[Start RECORD EXCERPTS]
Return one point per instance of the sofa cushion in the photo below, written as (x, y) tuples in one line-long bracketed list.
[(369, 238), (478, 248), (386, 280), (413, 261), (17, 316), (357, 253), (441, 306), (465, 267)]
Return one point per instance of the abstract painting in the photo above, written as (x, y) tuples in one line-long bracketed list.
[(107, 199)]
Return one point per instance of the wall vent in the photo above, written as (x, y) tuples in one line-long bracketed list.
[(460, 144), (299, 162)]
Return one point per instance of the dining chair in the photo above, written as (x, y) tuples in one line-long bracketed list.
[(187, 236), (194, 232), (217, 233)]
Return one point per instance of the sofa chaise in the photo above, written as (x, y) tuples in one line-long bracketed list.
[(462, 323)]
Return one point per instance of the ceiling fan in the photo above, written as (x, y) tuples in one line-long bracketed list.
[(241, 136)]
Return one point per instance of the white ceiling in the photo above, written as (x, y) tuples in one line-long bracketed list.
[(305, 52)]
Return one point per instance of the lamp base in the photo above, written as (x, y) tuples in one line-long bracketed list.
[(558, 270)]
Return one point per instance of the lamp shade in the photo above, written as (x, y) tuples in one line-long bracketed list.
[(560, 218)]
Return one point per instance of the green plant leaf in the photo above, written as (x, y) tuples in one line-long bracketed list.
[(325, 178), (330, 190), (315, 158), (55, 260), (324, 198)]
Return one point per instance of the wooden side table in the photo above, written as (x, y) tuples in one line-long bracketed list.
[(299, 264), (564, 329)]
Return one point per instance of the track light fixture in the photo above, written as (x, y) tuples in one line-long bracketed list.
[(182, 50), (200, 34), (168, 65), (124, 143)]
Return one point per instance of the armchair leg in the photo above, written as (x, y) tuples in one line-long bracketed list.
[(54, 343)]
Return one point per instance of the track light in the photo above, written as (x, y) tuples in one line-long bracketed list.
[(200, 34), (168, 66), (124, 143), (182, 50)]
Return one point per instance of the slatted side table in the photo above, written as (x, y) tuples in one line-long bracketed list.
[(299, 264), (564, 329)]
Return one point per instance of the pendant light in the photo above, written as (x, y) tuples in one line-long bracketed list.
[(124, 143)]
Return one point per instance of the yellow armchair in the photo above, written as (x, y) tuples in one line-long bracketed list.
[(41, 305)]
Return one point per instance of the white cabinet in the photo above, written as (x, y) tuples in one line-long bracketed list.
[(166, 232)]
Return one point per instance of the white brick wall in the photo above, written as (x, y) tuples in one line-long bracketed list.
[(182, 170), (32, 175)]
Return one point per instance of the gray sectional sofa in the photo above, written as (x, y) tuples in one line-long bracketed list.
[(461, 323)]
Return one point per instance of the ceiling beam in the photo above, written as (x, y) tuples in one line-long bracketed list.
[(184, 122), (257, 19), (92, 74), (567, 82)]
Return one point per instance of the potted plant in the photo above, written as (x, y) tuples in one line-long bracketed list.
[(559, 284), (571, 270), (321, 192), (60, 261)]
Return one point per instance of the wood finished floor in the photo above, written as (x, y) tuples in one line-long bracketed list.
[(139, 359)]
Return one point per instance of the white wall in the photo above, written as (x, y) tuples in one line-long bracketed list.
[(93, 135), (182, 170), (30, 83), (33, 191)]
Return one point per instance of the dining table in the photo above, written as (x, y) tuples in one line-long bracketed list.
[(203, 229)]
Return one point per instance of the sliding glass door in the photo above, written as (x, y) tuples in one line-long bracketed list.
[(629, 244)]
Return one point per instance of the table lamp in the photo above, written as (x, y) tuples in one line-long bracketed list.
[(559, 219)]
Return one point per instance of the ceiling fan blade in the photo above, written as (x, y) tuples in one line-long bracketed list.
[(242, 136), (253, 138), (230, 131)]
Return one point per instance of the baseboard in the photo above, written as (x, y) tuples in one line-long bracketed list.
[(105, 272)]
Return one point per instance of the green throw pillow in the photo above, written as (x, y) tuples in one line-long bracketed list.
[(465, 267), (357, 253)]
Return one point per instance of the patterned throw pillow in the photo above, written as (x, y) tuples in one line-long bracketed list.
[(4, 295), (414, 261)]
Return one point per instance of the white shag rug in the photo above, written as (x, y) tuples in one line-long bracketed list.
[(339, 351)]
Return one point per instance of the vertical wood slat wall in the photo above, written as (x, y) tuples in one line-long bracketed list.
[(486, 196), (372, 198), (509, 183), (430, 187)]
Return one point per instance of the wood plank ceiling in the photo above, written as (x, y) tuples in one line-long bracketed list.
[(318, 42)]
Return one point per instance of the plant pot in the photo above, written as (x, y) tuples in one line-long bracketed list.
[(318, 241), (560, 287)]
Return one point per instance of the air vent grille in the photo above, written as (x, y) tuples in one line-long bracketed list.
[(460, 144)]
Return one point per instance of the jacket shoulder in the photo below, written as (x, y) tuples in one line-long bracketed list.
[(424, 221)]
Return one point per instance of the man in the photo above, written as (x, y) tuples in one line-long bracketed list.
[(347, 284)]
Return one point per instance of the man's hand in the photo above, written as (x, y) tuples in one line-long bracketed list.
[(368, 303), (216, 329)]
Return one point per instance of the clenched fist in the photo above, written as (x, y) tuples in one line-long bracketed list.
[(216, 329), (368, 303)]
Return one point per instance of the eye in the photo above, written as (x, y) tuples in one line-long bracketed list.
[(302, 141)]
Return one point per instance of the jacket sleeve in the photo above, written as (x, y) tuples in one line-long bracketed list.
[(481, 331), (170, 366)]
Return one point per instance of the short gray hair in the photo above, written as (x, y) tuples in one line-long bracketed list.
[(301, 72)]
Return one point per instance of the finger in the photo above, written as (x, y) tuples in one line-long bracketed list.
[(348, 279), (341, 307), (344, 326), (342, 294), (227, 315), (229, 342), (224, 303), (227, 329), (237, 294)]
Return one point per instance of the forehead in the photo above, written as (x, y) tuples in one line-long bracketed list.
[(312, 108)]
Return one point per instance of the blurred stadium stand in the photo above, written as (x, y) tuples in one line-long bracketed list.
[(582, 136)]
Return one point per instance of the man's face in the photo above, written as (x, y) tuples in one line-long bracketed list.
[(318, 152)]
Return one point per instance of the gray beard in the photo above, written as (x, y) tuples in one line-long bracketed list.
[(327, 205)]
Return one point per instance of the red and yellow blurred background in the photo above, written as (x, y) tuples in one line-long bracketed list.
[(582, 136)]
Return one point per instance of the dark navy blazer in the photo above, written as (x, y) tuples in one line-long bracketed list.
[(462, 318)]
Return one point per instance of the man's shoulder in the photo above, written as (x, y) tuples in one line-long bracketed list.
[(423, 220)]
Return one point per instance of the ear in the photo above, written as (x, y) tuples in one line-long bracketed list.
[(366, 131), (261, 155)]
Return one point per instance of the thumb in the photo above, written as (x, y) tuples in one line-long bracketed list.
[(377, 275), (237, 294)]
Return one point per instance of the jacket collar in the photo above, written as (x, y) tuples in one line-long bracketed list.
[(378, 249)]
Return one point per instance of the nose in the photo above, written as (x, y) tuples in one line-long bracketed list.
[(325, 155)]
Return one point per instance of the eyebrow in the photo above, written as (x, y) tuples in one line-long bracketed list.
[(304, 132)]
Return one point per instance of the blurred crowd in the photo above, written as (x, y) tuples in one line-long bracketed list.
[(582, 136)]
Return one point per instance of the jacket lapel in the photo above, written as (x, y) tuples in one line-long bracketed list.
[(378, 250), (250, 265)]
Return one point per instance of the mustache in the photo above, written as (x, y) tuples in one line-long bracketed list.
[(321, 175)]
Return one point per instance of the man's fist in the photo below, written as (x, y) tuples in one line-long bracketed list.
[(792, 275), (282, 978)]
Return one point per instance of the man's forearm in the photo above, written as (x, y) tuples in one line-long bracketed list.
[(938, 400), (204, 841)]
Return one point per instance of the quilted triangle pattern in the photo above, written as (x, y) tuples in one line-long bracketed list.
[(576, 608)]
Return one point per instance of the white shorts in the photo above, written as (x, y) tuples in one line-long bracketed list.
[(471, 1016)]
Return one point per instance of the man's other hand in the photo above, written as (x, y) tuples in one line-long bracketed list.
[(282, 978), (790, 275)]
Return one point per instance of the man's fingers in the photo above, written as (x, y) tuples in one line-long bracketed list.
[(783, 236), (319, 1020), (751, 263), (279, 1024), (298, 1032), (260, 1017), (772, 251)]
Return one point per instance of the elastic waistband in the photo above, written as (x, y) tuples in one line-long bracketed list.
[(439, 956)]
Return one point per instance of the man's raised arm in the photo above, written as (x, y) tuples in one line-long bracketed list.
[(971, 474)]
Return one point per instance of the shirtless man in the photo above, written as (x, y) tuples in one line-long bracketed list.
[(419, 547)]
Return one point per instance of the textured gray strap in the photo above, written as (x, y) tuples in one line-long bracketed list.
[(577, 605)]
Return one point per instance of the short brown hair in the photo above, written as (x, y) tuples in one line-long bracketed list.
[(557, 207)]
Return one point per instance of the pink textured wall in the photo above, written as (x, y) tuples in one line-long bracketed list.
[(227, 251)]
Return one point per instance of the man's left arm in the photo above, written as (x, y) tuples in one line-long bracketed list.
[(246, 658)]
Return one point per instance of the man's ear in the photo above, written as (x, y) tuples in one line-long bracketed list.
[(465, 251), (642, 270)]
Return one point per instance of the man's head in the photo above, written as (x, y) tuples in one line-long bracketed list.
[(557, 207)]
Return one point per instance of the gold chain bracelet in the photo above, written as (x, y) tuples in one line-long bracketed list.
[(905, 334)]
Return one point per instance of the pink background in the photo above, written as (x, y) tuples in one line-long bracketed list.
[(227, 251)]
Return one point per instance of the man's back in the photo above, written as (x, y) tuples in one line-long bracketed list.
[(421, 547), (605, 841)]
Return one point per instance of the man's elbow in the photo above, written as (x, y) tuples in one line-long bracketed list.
[End RECORD EXCERPTS]
* GIVEN EXERCISE
Recast the lines of the items from the very first one through the line holding "[(460, 144), (299, 162)]", both included, as a JSON list of strings, one string per line, with blank lines omitted.

* IN RESPONSE
[
  "Return one point per instance of the sofa cushion in the photo below, written as (x, y) tuples in one line-long bracketed list.",
  "[(369, 238), (478, 248), (386, 280), (413, 261), (17, 316), (357, 253), (441, 306), (465, 267)]",
  "Return one point per instance of the abstract painting in the photo above, written as (x, y) tuples in one line-long bracketed list.",
  "[(107, 199)]",
  "Return one point per instance of the wall vent in the photo above, written as (x, y) tuples in one line-long bracketed list.",
  "[(460, 144), (299, 162)]"
]